Take the line that has "Name the bounding box of the reflection" in it and every line after it to the end of the entries, and reproduce them exactly.

#####

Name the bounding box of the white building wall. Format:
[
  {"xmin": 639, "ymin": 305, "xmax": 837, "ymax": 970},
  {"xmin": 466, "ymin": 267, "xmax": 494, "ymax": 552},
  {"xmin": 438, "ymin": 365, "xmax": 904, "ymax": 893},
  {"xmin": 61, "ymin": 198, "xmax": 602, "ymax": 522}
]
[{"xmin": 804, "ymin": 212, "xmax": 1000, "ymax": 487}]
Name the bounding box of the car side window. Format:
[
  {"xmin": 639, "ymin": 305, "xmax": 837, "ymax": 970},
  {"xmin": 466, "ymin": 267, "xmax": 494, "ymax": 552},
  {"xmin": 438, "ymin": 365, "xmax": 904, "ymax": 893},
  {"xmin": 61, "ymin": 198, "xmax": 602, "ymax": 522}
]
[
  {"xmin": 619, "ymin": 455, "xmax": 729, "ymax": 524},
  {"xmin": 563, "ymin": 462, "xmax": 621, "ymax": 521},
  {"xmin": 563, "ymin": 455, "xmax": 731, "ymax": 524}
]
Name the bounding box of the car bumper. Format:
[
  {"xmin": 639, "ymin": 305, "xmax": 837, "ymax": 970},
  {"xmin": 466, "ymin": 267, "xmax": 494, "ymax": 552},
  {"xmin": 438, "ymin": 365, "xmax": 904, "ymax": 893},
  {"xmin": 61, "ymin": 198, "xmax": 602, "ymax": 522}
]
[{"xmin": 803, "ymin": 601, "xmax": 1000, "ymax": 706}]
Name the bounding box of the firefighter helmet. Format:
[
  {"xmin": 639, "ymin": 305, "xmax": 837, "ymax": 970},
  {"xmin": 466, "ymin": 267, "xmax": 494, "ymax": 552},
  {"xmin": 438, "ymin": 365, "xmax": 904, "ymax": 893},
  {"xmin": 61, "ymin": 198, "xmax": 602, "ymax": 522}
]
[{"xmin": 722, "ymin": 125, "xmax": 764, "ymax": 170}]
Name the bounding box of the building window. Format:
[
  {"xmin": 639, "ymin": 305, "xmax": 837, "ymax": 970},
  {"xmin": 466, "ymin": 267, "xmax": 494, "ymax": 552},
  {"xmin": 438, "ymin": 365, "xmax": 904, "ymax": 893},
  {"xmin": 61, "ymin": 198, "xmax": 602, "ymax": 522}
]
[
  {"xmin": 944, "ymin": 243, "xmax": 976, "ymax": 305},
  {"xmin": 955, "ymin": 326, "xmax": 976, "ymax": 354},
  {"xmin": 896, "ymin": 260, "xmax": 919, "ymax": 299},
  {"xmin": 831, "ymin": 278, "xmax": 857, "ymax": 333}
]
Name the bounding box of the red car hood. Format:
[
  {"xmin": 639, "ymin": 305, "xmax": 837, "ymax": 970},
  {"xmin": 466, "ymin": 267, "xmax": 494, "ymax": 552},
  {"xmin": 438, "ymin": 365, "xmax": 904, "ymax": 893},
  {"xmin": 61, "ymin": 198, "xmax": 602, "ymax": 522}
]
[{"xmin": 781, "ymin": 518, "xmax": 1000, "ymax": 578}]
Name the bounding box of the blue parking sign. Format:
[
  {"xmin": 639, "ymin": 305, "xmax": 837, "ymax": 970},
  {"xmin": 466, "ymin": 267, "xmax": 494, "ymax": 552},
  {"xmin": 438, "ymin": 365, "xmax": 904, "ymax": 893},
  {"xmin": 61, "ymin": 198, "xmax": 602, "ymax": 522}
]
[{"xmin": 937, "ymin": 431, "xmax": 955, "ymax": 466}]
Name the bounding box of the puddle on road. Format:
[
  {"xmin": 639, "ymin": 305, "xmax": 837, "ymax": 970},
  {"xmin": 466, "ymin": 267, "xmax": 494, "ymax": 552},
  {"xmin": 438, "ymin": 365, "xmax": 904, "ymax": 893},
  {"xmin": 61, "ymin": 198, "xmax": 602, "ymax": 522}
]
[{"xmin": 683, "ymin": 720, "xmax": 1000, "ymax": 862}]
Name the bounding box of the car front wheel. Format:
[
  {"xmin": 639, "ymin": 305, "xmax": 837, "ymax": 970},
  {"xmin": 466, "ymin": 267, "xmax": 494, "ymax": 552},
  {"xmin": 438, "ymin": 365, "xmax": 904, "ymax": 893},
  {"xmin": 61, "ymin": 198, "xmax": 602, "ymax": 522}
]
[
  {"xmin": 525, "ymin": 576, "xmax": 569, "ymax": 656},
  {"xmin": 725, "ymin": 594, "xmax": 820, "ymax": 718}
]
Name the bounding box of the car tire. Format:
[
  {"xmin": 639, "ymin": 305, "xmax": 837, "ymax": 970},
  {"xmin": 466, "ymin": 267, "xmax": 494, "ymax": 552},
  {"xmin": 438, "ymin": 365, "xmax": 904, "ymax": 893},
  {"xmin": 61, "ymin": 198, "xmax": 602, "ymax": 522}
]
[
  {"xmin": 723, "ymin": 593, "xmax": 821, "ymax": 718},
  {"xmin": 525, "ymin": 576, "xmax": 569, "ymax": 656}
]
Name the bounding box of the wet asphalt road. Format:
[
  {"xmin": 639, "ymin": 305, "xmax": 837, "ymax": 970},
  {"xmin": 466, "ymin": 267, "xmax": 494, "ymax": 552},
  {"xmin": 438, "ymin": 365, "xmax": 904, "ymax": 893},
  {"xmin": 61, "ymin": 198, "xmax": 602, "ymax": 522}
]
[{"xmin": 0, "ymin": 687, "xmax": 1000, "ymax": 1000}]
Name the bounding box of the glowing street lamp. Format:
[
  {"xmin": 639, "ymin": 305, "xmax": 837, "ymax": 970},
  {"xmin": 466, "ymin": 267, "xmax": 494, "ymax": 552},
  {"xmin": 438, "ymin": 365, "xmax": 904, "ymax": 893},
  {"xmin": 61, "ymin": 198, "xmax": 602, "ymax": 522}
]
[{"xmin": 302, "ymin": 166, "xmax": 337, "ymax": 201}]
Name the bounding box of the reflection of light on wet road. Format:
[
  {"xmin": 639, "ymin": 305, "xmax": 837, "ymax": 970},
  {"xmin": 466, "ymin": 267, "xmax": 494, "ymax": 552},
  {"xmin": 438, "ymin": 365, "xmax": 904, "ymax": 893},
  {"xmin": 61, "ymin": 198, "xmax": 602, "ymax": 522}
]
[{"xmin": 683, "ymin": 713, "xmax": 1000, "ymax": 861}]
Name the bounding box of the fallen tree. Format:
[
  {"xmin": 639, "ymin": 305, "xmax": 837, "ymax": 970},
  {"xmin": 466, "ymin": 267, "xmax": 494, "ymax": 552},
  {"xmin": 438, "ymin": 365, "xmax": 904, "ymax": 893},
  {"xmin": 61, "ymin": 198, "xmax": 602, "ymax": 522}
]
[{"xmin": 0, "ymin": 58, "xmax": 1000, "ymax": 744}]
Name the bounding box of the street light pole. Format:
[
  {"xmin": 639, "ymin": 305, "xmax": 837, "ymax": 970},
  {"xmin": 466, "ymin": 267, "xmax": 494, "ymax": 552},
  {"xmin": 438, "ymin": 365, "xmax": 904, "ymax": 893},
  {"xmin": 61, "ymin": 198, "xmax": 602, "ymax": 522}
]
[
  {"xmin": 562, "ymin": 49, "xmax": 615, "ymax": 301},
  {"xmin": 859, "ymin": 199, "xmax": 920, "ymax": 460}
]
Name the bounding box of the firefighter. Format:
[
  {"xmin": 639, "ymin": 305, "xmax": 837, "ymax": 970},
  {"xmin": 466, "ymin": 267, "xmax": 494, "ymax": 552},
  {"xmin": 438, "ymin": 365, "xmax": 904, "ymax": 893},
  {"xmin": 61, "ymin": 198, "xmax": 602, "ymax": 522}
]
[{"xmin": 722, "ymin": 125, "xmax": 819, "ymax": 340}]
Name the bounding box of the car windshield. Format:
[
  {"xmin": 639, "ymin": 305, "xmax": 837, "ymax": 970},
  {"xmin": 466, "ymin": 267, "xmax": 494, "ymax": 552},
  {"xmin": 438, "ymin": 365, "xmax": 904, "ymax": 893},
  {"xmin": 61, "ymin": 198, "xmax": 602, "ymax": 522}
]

#####

_Completed exercise:_
Name the bounding box of the reflection of light on wet road. Format:
[
  {"xmin": 639, "ymin": 305, "xmax": 837, "ymax": 970},
  {"xmin": 466, "ymin": 267, "xmax": 494, "ymax": 552},
  {"xmin": 438, "ymin": 365, "xmax": 904, "ymax": 893},
  {"xmin": 61, "ymin": 198, "xmax": 602, "ymax": 522}
]
[{"xmin": 683, "ymin": 713, "xmax": 1000, "ymax": 861}]
Name the bounding box of the fallen tree. Format:
[
  {"xmin": 639, "ymin": 305, "xmax": 837, "ymax": 970},
  {"xmin": 466, "ymin": 267, "xmax": 494, "ymax": 552},
  {"xmin": 438, "ymin": 365, "xmax": 904, "ymax": 893},
  {"xmin": 61, "ymin": 198, "xmax": 602, "ymax": 522}
]
[{"xmin": 0, "ymin": 58, "xmax": 1000, "ymax": 744}]
Name the bounding box of the street light pole. Format:
[
  {"xmin": 639, "ymin": 305, "xmax": 837, "ymax": 970},
  {"xmin": 466, "ymin": 267, "xmax": 494, "ymax": 552},
  {"xmin": 438, "ymin": 365, "xmax": 904, "ymax": 893},
  {"xmin": 61, "ymin": 198, "xmax": 602, "ymax": 522}
]
[
  {"xmin": 562, "ymin": 49, "xmax": 615, "ymax": 301},
  {"xmin": 859, "ymin": 199, "xmax": 920, "ymax": 460}
]
Name the bounding box of the firefighter. Format:
[
  {"xmin": 639, "ymin": 305, "xmax": 837, "ymax": 970},
  {"xmin": 466, "ymin": 267, "xmax": 494, "ymax": 552},
  {"xmin": 438, "ymin": 365, "xmax": 904, "ymax": 893},
  {"xmin": 61, "ymin": 198, "xmax": 602, "ymax": 522}
]
[{"xmin": 722, "ymin": 125, "xmax": 819, "ymax": 340}]
Name the bounding box of the car windshield. Format:
[
  {"xmin": 639, "ymin": 305, "xmax": 837, "ymax": 970},
  {"xmin": 466, "ymin": 267, "xmax": 494, "ymax": 552},
  {"xmin": 438, "ymin": 365, "xmax": 904, "ymax": 893},
  {"xmin": 61, "ymin": 198, "xmax": 602, "ymax": 522}
]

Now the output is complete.